### TO DO
Please reproduce every one of the records below verbatim, line for line, with nothing changed, added, or left out.

### PROVIDED DATA
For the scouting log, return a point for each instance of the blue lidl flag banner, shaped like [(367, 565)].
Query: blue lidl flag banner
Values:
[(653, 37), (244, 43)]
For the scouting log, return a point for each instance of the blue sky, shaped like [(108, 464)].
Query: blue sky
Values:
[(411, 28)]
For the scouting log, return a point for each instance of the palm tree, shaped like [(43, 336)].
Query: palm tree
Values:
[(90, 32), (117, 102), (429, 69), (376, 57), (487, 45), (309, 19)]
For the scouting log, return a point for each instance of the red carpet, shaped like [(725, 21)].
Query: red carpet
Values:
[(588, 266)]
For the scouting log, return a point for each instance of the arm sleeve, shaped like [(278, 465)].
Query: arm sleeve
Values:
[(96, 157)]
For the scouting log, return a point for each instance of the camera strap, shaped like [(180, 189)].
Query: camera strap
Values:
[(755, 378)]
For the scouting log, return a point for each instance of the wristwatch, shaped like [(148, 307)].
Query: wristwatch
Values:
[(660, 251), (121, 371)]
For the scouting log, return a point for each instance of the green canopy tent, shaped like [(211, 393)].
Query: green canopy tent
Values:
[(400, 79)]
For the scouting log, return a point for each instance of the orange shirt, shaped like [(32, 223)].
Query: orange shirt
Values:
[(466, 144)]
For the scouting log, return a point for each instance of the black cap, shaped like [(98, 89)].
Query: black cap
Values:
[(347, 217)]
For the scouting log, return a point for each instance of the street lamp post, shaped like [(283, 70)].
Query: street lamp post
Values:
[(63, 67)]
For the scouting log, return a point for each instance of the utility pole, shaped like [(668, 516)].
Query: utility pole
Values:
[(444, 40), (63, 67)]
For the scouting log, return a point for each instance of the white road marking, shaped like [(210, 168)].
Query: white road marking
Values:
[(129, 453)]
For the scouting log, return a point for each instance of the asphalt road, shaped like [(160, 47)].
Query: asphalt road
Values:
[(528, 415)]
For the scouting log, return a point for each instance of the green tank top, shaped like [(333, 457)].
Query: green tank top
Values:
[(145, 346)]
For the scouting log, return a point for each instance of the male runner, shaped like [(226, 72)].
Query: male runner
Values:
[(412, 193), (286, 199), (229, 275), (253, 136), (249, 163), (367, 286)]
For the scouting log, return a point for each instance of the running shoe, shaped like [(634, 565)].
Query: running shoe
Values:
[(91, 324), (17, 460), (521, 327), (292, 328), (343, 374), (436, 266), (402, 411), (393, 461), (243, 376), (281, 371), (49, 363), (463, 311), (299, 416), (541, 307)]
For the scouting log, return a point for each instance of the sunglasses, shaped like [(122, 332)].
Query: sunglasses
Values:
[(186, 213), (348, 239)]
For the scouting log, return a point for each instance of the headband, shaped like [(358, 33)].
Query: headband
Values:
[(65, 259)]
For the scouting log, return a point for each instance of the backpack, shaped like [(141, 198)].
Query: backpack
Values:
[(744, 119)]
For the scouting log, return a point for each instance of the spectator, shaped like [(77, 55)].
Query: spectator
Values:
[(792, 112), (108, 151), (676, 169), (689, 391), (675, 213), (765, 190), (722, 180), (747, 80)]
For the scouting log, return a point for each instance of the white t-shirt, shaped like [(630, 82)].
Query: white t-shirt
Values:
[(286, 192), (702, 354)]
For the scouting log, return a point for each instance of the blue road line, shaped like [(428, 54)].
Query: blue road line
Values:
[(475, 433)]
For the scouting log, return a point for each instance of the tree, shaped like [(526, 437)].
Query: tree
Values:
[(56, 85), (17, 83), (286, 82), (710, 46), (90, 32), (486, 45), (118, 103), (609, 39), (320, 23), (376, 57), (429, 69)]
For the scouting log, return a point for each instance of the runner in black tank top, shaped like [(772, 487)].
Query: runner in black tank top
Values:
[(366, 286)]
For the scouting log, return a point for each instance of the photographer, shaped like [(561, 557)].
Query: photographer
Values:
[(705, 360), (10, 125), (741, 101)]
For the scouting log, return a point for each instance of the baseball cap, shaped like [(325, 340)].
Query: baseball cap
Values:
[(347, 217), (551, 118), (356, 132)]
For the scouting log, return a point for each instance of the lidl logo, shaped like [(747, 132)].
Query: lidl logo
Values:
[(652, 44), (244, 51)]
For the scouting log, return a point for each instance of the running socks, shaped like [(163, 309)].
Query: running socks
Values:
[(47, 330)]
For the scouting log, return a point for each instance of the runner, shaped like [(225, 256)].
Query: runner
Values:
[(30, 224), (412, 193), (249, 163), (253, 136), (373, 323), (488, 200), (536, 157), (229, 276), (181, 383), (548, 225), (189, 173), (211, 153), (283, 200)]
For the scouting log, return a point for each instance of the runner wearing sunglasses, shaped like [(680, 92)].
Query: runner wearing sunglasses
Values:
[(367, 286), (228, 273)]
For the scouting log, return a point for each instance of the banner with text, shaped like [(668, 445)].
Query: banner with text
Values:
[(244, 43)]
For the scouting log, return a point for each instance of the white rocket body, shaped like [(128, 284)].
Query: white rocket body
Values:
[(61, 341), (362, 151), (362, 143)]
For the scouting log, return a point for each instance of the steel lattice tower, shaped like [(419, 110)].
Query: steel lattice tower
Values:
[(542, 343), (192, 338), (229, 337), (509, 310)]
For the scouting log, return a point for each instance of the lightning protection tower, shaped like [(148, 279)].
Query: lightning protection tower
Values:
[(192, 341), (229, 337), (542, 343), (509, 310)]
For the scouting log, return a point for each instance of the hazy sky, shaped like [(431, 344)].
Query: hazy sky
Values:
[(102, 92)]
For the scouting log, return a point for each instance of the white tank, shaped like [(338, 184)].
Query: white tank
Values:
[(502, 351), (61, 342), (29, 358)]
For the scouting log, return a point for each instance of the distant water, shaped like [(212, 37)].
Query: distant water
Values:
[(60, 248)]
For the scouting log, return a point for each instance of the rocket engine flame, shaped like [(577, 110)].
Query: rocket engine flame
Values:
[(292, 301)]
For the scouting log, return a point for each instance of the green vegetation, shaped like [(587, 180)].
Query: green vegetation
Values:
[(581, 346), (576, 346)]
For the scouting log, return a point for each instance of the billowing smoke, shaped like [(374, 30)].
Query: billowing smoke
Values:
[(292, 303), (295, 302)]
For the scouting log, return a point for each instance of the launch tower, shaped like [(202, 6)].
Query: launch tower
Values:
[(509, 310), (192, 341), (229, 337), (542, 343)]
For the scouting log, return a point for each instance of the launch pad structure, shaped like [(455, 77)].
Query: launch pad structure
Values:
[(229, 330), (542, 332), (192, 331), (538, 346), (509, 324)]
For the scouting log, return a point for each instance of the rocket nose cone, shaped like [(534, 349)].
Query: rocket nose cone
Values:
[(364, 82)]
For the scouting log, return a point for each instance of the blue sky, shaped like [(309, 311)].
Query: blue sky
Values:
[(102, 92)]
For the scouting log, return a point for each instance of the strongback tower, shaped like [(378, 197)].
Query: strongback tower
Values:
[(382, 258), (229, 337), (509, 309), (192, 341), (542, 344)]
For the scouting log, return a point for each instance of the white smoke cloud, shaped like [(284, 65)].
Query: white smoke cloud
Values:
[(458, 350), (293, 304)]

### ANSWER FOR THE TASK
For the scouting log, return a point for each instance of the blue lidl flag banner, shaped like [(367, 565)].
Query: blue lidl flag banner
Values:
[(653, 37), (244, 43)]
For the scouting log, return a point for each instance of the blue sky, shaped like [(108, 464)].
Query: blue sky
Values:
[(411, 28)]
For the scouting log, return a point for each instance of the palm tree, shaped like [(43, 336)].
Query: palm tree
Values:
[(90, 32), (117, 102), (429, 69), (376, 57), (487, 45), (309, 19)]
For the scouting log, return a point for each instance of the red carpet, shaped like [(725, 21)].
Query: red carpet
Values:
[(588, 266)]
For the scouting log, return a point for each instance of the arm sleeve, shaped like [(278, 465)].
Query: arm sleeve
Values:
[(96, 157)]
For the scouting log, return a point for each instance of the camera strap, shaped like [(180, 189)].
Query: camera strap
Values:
[(755, 378)]
For the scouting log, return a point for each instance of the wristwatch, shaped like [(148, 307)].
Query: wristwatch
Values:
[(660, 251), (121, 371)]
For the scouting log, return a point for each instance of the green canopy tent, shaped like [(211, 393)].
Query: green canopy tent
Values:
[(400, 79)]
For the scouting log, return a point for each instance of the orange shirt, shaped like [(32, 223)].
Query: orange shirt
Values:
[(466, 144)]
For the scouting log, return a point for each instance of the black cap, shaped like [(98, 89)].
Query: black cap
Values:
[(347, 217)]
For the scouting log, return a point for each instance of the street lamp post, shaped like [(283, 70)].
Query: street lamp post
Values:
[(63, 67)]
For the scouting log, return a point for each instance of the utility pole, shaped like [(668, 516)].
Query: utility pole
Values:
[(444, 40), (63, 67)]
For the scouting log, return a point for each instance of the white road marking, shaped like [(210, 168)].
Query: white road marking
Values:
[(129, 453)]
For the scouting log, return a point for each instance of the asphalt road, shaped like [(160, 47)].
Query: asphalt road
Values:
[(528, 415)]
For the scouting log, return a point for each instance of the green tank top, shaped like [(333, 457)].
Query: green tank top
Values:
[(145, 346)]
For the scouting log, return a point for each instance of the male runner, shaped like [(226, 72)].
Query: male runner
Values:
[(412, 193), (286, 199), (229, 275), (253, 136), (249, 163), (367, 286)]
For the scouting log, return a point for each instance of the running shoe, shaped like [(634, 565)].
Query: running shoe
Values:
[(91, 324), (17, 460), (521, 327), (292, 328), (343, 374), (436, 266), (402, 411), (393, 461), (243, 376), (281, 371), (49, 363), (463, 311), (299, 416), (541, 307)]
For the scouting log, return a point for each instance of the sunglasses, shaped like [(122, 332)].
Query: sunglasses
Values:
[(186, 213), (348, 239)]
For the scouting log, return a point for each instance of the headband, shaped like [(358, 33)].
Query: headband
Values:
[(65, 259)]
For the scouting log, return a point for each instance of the backpack, shaped like [(141, 198)].
Query: backpack
Values:
[(744, 119)]
For the scouting log, return a point for each instance of the spectator, shaped like [(77, 55)].
Query: spectator
Values:
[(792, 112), (108, 151), (676, 169), (689, 391), (675, 213), (765, 190), (722, 180), (747, 80)]
For the scouting log, return a point for each instance of the white t-shirt, shaped like [(630, 82)].
Query: white t-shirt
Values:
[(286, 192), (702, 354)]
For the scouting log, return a point for each instance of the blue road line, shaped like [(428, 54)].
Query: blue road line
Values:
[(475, 433)]
For the scouting log, return a point for each instance of the tree, shaped like [(526, 437)].
Query: tree
Values:
[(56, 85), (17, 83), (286, 82), (710, 46), (90, 32), (486, 45), (118, 103), (609, 39), (320, 23), (376, 57), (429, 69)]
For the scouting log, return a point for each instance of the runner in black tank top, shaped like [(772, 487)].
Query: runner in black tank top
Values:
[(366, 286)]
For the scouting log, return a point for each instance of the photographer, shaped like [(561, 557)].
Query: photographer
Values:
[(705, 360), (10, 125), (741, 101)]
For the scouting log, return a point for each instance of the baseball cap, shaped like [(325, 340)].
Query: baseball cap
Values:
[(347, 217), (551, 118), (356, 132)]
For the scouting log, return a point for each instance of the lidl logo, shaped like [(747, 132)].
Query: lidl logo
Values:
[(652, 44), (244, 51)]
For the scouting log, return a point for each instance of the running socks, shaped like [(163, 309)].
Query: running socks
Values:
[(47, 330)]
For the scouting log, return a point for each instance of the runner, shaped like [(225, 256)].
Query: runner
Values:
[(30, 224), (412, 193), (249, 163), (253, 136), (373, 323), (488, 200), (536, 157), (229, 276), (181, 383), (548, 225), (189, 173), (211, 153), (283, 200)]
For the scouting log, return a point for each instance of the runner wearing sunglasses, shaped like [(680, 92)].
Query: runner wearing sunglasses
Values:
[(367, 286), (228, 273)]
For the scouting log, return a point for each instance of the banner with text, shaped like [(668, 445)].
Query: banner with text
Values:
[(244, 43)]
For the scouting log, return a point for each instance of the white rocket body, shaped like [(128, 284)].
Query: white rocket body
Values:
[(61, 341), (362, 151), (362, 143)]
For the scouting log, return a point for each instance of the steel lattice tower, shaped like [(419, 110)].
Query: steel lattice tower
Values:
[(542, 343), (192, 338), (229, 337), (509, 310)]
For the scouting log, return a point for each instance of the lightning protection tower, shaped like [(148, 279)].
Query: lightning protection tower
Values:
[(192, 341), (229, 337), (542, 343), (509, 310)]
For the scouting log, return a point for each instance of the hazy sky, shaped like [(431, 344)].
Query: hazy sky
Values:
[(102, 92)]
For the scouting log, return a point for each instance of the white tank, shaped like [(338, 184)].
Query: white tank
Values:
[(502, 351), (61, 342), (29, 358)]
For the scouting log, return a point for each instance of the distant water, shaped like [(212, 37)].
Query: distant water
Values:
[(60, 248)]
For the scouting log, return a point for each instance of the rocket engine flame, shaped like [(577, 110)].
Query: rocket engine flame
Values:
[(292, 301)]
For the scouting log, return a point for each instance of the green vegetation, shaped like [(587, 180)].
Query: green vegetation
Values:
[(581, 346), (576, 346)]
For the scouting log, return a point for each instance of the billowing smoke, shaped like [(374, 30)].
Query: billowing smoke
Values:
[(292, 303), (295, 302)]
For the scouting log, return a point for each instance of the launch tower, shaped like [(202, 6)].
Query: launch tower
Values:
[(509, 310), (192, 341), (229, 337), (542, 343)]
For the scouting log, return a point for each instance of the launch pad structure, shaped like [(455, 77)].
Query: launch pad structure
Values:
[(229, 330), (542, 332), (192, 331), (538, 346), (509, 324)]
For the scouting log, return a point for each instance of the rocket nose cone, shaped like [(534, 349)].
Query: rocket nose cone
Values:
[(364, 82)]
For the scouting log, return a point for each instance of the blue sky, shaped like [(309, 311)].
Query: blue sky
Values:
[(102, 92)]
For the scouting log, return a point for each instance of the strongback tower, shaped like [(378, 197)].
Query: strongback tower
Values:
[(382, 258), (229, 337), (509, 309), (192, 341), (542, 344)]
For the scouting log, return a point for each instance of the white smoke cloud, shaped like [(284, 65)].
Query: white smoke cloud
Values:
[(458, 350), (293, 304)]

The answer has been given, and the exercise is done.